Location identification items
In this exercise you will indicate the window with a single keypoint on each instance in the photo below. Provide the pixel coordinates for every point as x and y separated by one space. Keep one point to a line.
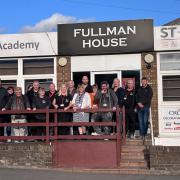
44 83
38 66
7 83
77 77
171 88
170 62
8 67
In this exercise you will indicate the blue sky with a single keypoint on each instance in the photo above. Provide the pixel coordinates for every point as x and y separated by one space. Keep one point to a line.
43 15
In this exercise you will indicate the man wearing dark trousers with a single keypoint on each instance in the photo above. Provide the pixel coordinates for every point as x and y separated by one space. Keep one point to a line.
3 101
143 99
129 102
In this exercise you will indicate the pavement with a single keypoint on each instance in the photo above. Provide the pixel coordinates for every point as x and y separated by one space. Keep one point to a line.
29 174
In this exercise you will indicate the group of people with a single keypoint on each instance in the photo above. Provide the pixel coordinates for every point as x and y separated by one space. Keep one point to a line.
84 96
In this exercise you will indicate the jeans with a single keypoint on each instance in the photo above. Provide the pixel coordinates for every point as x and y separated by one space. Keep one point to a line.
102 117
143 116
19 131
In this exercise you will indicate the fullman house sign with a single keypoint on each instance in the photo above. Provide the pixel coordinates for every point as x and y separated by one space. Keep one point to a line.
106 37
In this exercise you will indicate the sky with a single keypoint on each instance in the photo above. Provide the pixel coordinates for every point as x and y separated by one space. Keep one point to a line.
23 16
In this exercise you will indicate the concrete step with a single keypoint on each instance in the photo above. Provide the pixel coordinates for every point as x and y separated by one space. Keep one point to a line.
135 164
134 171
133 148
138 141
132 155
134 142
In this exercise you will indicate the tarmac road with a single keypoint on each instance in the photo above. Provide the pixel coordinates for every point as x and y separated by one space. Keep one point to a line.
26 174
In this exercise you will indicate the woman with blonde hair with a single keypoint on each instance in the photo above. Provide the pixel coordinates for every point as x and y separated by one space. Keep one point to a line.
18 102
62 100
81 100
119 91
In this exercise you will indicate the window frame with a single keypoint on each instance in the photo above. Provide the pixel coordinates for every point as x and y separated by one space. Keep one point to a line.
160 75
20 78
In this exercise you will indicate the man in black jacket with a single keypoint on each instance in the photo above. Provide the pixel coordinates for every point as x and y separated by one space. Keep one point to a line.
3 101
129 102
143 98
88 87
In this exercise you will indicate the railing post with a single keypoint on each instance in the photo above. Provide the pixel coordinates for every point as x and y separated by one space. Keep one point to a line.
47 126
118 137
56 125
124 125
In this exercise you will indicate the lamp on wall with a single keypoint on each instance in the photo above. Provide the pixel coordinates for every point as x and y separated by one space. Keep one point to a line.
148 58
62 61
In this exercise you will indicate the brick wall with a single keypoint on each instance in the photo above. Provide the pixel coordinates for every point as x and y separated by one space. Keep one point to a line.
63 73
26 155
165 158
151 74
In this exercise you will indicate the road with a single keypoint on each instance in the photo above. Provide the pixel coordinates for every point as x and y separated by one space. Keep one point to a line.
26 174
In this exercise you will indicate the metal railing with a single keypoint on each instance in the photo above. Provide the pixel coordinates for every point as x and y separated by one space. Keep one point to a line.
118 123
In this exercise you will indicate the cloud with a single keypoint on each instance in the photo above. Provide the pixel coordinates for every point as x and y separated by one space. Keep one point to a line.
2 30
50 24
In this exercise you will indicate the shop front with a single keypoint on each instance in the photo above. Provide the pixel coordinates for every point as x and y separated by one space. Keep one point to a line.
167 45
28 57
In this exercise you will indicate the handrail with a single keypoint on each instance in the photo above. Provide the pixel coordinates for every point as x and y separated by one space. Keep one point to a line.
119 136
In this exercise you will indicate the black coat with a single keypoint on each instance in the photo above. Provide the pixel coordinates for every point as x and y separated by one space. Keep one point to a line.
129 99
144 95
3 97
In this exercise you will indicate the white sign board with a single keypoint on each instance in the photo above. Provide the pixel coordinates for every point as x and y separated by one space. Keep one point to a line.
167 38
29 44
170 120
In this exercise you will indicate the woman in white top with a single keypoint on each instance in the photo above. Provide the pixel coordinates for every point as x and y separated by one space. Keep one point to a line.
81 100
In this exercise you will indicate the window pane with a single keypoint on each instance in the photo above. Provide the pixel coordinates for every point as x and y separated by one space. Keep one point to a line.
38 66
8 67
77 77
44 83
7 83
171 88
170 62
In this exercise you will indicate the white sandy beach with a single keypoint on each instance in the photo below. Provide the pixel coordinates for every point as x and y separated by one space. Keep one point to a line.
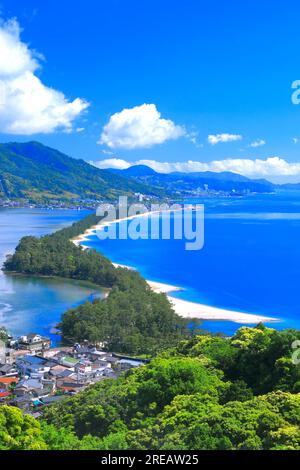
185 308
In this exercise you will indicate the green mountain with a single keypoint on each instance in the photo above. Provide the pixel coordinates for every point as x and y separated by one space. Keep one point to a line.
187 183
35 172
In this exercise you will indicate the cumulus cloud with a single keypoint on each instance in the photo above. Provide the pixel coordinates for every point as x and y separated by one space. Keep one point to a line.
116 163
214 139
258 143
273 168
27 106
139 127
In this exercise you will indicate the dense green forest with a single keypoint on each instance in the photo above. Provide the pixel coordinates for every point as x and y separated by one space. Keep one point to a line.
41 174
206 393
199 391
132 319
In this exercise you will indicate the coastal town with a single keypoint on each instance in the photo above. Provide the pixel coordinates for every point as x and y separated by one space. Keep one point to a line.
34 375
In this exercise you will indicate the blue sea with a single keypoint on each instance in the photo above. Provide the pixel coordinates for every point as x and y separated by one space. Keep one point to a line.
250 261
28 303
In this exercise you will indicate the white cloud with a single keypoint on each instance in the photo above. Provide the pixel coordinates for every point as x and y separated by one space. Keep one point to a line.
27 106
258 143
214 139
115 163
139 127
273 168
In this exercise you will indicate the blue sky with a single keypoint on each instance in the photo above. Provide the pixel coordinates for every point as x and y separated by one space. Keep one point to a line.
210 68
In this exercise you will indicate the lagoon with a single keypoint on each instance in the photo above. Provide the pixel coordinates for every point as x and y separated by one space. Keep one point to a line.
29 303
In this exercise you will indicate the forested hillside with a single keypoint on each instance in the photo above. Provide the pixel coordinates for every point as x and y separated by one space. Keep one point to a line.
207 393
39 173
132 319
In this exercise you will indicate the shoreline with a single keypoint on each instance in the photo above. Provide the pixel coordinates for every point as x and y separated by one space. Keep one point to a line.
183 308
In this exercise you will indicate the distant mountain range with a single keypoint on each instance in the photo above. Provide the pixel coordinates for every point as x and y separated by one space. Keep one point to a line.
36 172
186 183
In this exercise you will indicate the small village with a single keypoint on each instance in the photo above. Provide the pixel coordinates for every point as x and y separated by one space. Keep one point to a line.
34 375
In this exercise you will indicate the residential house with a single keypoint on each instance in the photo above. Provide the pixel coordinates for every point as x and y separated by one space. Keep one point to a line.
7 370
33 365
34 342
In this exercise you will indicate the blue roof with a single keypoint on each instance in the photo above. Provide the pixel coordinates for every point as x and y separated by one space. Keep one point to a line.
34 359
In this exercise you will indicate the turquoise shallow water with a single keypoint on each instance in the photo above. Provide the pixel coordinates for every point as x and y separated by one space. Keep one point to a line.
250 261
31 303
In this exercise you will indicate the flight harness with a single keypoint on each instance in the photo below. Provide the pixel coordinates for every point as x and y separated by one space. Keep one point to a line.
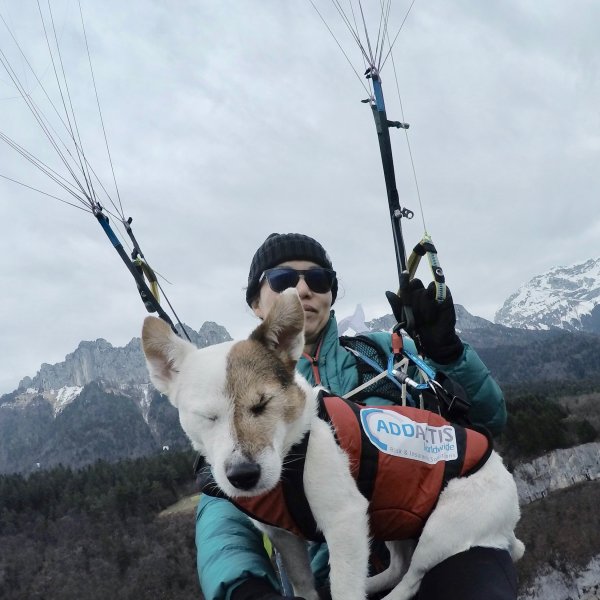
402 492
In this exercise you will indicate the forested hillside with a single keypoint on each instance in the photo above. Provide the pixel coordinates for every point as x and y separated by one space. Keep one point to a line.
98 533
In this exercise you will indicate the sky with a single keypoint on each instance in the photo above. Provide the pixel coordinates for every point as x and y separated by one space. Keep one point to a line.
227 121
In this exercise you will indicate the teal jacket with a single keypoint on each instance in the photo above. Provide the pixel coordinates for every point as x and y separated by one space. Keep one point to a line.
230 549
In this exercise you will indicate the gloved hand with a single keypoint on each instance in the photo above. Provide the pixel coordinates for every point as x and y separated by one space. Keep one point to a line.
255 588
434 323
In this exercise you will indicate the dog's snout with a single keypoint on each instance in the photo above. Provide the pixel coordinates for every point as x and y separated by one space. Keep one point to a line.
243 475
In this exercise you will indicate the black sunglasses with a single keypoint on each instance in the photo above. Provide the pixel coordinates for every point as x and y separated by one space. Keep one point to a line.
319 280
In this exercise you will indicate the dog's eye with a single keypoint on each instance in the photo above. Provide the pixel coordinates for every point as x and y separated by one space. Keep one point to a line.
259 407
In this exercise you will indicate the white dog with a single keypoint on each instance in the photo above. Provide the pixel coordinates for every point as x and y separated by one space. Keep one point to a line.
244 408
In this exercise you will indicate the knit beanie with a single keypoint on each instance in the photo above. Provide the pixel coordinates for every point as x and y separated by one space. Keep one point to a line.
281 247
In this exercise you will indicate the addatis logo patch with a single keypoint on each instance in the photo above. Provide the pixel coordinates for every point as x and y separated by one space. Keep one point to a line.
396 434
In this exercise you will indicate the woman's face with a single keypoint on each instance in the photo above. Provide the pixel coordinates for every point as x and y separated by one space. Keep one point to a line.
316 306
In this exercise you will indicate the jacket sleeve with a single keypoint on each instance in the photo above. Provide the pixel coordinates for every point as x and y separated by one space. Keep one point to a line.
487 400
229 549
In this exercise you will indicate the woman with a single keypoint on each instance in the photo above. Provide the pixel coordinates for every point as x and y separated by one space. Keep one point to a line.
232 563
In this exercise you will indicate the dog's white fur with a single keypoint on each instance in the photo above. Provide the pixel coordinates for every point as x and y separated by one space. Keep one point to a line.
235 410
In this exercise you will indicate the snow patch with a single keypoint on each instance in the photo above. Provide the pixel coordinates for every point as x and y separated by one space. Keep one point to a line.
65 396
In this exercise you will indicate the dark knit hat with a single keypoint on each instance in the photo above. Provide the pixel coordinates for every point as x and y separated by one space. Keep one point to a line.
281 247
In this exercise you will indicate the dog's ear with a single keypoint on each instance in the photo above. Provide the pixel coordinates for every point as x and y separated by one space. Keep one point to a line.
283 327
164 351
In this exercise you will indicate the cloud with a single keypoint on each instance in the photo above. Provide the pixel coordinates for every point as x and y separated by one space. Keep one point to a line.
228 121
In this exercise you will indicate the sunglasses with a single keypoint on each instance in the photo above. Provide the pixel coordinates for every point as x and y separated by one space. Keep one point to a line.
319 280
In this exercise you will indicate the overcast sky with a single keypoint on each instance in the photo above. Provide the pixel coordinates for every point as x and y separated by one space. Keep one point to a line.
229 120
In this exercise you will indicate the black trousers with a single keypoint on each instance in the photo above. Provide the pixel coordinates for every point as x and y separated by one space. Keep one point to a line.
477 574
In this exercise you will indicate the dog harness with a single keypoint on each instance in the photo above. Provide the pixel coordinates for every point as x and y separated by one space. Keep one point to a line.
401 459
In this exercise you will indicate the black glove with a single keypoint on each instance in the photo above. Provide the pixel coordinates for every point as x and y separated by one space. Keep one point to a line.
258 589
434 323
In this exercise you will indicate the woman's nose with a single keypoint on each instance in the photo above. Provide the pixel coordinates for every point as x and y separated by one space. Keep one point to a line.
302 288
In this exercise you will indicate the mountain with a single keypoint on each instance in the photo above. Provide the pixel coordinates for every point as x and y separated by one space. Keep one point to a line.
512 354
96 404
564 297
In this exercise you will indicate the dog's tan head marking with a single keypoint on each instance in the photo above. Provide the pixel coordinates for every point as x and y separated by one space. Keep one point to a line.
261 375
239 403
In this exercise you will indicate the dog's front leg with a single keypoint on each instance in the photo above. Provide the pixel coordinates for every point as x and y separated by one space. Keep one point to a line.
340 512
400 555
295 559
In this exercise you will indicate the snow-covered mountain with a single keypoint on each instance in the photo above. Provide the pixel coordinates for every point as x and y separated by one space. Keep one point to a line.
96 404
564 297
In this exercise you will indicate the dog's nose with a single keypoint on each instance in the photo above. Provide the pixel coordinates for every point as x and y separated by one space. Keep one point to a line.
243 475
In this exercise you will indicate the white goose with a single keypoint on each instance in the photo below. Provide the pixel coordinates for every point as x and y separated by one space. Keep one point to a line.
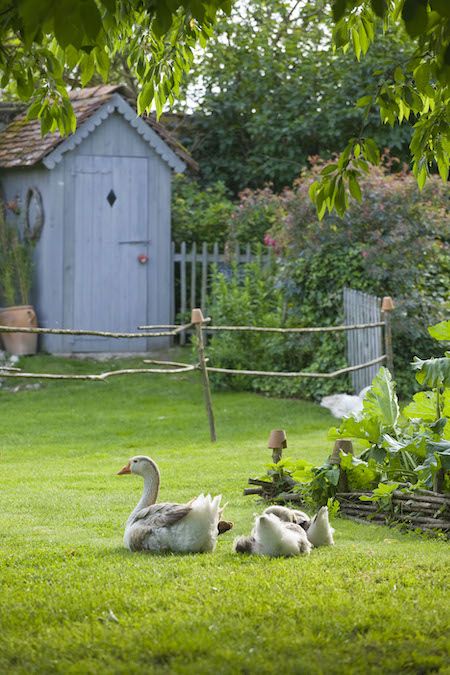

Job: Locate every line in the records above that contains the word "green" and copy each of those lines. Letter case matters when matching.

Result of the exercise:
In this exercise you will indicate the green mountain with a single keypoint on each instance in the photo above. Provide the pixel coordinates for every point as x and y separated by one space. Keep one point to a line.
In this exercise you will indicate the dense green forest with a single keypoint on each instance in the photo above. Provide the pixel coordinates for every point as x and y separated by one space. Keep one point to a line.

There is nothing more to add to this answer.